元の文章:
失敗事例

事例名称 富士市ビル解体工事での外壁崩落事故
代表図
事例発生日付 2003年03月14日
事例発生地 静岡県富士市吉原
事例発生場所 ビル解体工事現場
事例概要 静岡県富士市の7階建て旧ヤオハンビル解体工事現場において、鉄骨コンクリートの外壁の一部が数十メートル下の県道に落下。崩落当時、県道上において信号待ちの乗用車2 台が下敷きとなる。うち、自動車内で2 名が死亡、2 名が負傷。落下した工事作業員2 名が死亡した。工事責任者が工期を短縮するために作業手順を省略したことや、構造物の不安定な構造および老朽化に対する安全措置を怠ったことが主な原因である。
事象 2003年3月14日15時35分頃、静岡県富士市吉原2丁目の7階建て旧ヤオハンビル解体工事現場において、鉄骨コンクリートの外壁の一部(高さ約3m、幅約15m、重さ約37トン)が数十メートル下の県道に落下。崩落当時、県道上において信号待ちの乗用車2 台が下敷きとなった。うち、自動車内で2 名が死亡、2 名が負傷。落下した工事作業員2 名が死亡した。
経過 事故当時解体現場では、壁を重機で建物の内側に倒すためアセチレンガスで壁を溶断していた。同時にコンクリート製の外壁を支える2本の鉄骨に穴を開けてワイヤを取り付ける作業を行っており、作業員が外壁を上り下りしていた。ワイヤは鉄骨につないだが、外壁をビルの内側に牽引する2台の重機への接続は済んでいなかった。
その後、ガスバーナーで鉄骨の下部に切れ目を入れて内側に引き倒す予定だったが、突然「バキッ」という音がして外壁が道路側に崩落。鉄骨を土台のプレートに固定していたボルトが折れた音とみられる。
崩落部分は建物の外壁と柱、その柱が支えていた6 階の床及び梁で、高さ約3m、幅約15m、重さ約37トンだった。5階部分の落ちた壁は鉄筋コンクリート製で、上部がひさしのようにビルの外側に約1.5m張り出していた。
原因 1 工期の遅れを挽回するために、事前に作った解体計画書を無視し、通常なら一週間かかる作業を二日でこなすハイペースで作業を進めるなど、解体手順を遵守しなかったこと。
2 一次下請けと二次下請け業者が途中から変わり、工事が中断したため、下請けと元請けとの意思疎通が不足していたこと。
3 当該建物は外壁の重心が建物外側にかかっている不安定な構造で、建物外部への崩落防止措置を取る必要があったにもかかわらず、工事責任者が作業を短縮するために上部床面のコンクリートを除去する作業も省いたこと。
4 建物の老朽化のために、当初建築部分と増築部分の接続部分のボルトが多数抜け落ちており、接続部分の強度が低下していたこと。
対処 国土交通省は都道府県や建設関連団体に対し、解体工事の安全確保に万全の措置を講ずるよう通知を出すとともに、「建築物の解体工事における外壁の崩落等による公衆災害防止対策に関するガイドライン」を取りまとめた。

資料:
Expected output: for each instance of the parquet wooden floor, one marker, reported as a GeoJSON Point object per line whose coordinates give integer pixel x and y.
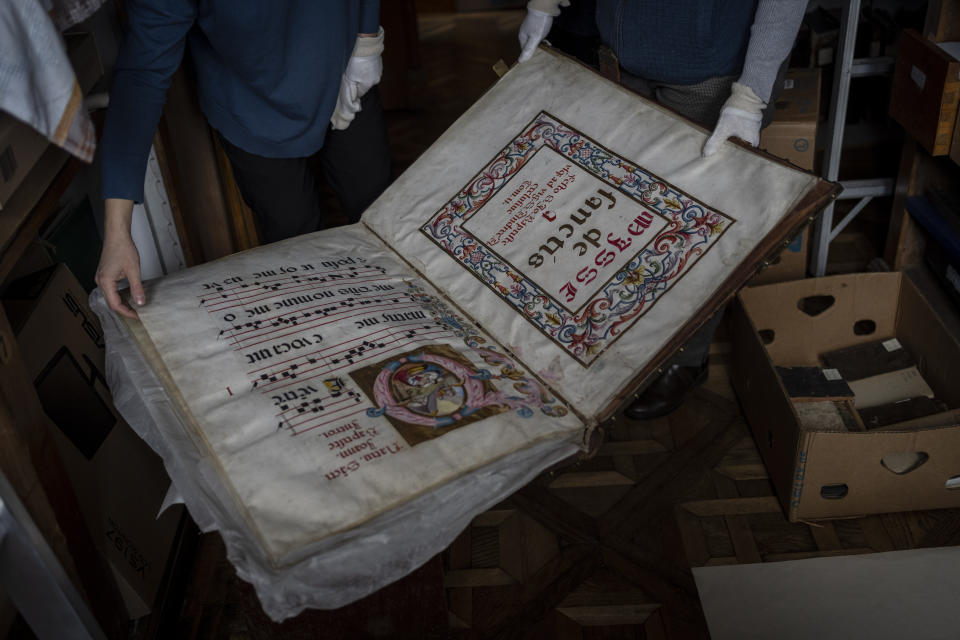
{"type": "Point", "coordinates": [600, 549]}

課題:
[1] 元の文章のうち、「崩落部分は建物の外壁と柱、そ」で始まり「イドライン」を取りまとめた。」まで続く部分を、一字も変えずに書き写してください。
[2] 元の文章によると、工事責任者が上部床面のコンクリートを除去する作業を省いたのはなぜですか。
[3] 次の(a)〜(c)が元の文章の内容と合っているかどうか、それぞれ「はい」か「いいえ」で答え、決め手となる元の文章の言葉をそのまま引用してください。
(a) 崩れ落ちた外壁の重さは約37トンだった。
(b) 事故の前に、外壁をビルの内側へ引っ張る重機へのワイヤの接続は終わっていた。
(c) 事故が起きたのは静岡県富士市吉原である。

解答例:
[1]
崩落部分は建物の外壁と柱、その柱が支えていた6 階の床及び梁で、高さ約3m、幅約15m、重さ約37トンだった。5階部分の落ちた壁は鉄筋コンクリート製で、上部がひさしのようにビルの外側に約1.5m張り出していた。
原因 1 工期の遅れを挽回するために、事前に作った解体計画書を無視し、通常なら一週間かかる作業を二日でこなすハイペースで作業を進めるなど、解体手順を遵守しなかったこと。
2 一次下請けと二次下請け業者が途中から変わり、工事が中断したため、下請けと元請けとの意思疎通が不足していたこと。
3 当該建物は外壁の重心が建物外側にかかっている不安定な構造で、建物外部への崩落防止措置を取る必要があったにもかかわらず、工事責任者が作業を短縮するために上部床面のコンクリートを除去する作業も省いたこと。
4 建物の老朽化のために、当初建築部分と増築部分の接続部分のボルトが多数抜け落ちており、接続部分の強度が低下していたこと。
対処 国土交通省は都道府県や建設関連団体に対し、解体工事の安全確保に万全の措置を講ずるよう通知を出すとともに、「建築物の解体工事における外壁の崩落等による公衆災害防止対策に関するガイドライン」を取りまとめた。

[2] 作業を短縮するためです。

[3]
(a) はい。「重さ約37トン」
(b) いいえ。「外壁をビルの内側に牽引する2台の重機への接続は済んでいなかった」
(c) はい。「静岡県富士市吉原」